_Direction_
The required result is the exact run of lines beginning at the one containing "the small white" and ending at the last line of the entries.

_Given data_
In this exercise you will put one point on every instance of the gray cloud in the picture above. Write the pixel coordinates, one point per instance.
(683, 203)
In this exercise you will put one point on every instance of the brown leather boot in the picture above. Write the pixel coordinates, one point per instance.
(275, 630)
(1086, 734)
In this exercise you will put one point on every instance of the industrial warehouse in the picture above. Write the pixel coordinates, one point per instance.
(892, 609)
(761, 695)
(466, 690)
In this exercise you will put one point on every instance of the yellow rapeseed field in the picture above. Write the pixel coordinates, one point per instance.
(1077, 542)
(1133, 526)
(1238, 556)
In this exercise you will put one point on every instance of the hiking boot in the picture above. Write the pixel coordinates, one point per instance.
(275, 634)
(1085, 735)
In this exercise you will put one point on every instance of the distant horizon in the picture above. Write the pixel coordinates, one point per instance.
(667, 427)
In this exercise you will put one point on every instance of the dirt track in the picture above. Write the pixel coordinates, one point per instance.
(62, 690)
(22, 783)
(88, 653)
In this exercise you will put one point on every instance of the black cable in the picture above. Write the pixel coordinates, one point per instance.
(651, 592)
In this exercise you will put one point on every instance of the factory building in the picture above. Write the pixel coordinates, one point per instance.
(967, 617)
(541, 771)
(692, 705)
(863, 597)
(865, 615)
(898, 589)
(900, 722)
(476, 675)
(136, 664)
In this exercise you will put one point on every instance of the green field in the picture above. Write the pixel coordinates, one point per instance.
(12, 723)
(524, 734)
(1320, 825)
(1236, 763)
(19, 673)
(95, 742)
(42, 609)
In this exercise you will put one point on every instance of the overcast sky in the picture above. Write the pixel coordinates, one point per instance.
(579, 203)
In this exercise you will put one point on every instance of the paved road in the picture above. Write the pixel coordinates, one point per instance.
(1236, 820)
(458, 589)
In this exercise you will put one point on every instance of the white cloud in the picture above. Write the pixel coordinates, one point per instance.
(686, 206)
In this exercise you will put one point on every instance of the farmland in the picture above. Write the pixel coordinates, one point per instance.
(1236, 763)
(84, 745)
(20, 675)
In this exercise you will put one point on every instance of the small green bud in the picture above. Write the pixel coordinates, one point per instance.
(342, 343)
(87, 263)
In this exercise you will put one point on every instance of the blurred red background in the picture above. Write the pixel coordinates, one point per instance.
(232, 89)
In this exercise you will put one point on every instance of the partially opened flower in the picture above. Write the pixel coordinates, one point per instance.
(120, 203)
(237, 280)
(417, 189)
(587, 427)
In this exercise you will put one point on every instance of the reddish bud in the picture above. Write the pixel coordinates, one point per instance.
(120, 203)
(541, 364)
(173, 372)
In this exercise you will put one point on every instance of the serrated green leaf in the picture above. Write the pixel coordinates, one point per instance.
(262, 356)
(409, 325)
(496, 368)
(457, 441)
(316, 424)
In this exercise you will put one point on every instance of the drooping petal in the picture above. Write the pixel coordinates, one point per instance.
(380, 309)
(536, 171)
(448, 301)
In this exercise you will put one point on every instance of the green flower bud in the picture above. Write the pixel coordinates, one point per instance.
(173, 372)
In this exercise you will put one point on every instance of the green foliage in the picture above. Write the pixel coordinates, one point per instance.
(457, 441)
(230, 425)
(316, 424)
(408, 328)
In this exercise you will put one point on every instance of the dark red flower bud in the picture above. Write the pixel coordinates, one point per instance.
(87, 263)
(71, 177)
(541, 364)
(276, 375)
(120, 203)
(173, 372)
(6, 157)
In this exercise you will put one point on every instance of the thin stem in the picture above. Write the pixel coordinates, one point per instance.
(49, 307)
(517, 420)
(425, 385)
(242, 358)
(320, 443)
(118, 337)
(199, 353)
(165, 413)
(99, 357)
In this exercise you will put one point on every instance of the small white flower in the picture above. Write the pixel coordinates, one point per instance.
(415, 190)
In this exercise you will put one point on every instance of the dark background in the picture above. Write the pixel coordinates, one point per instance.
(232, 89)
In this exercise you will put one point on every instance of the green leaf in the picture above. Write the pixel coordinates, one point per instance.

_Written reply_
In this exercise you will put one point on every instance of the small white flower in the picture above. Write the pixel coordinates, one point per instance.
(415, 190)
In this exercise you will put one point on every instance of the dark background in the picture above. Write the pixel coordinates, one point per instance.
(232, 89)
In this exercise you will put one point on every instance of the green leaf in the picture above. Write the pixel coordinates, one point per instance.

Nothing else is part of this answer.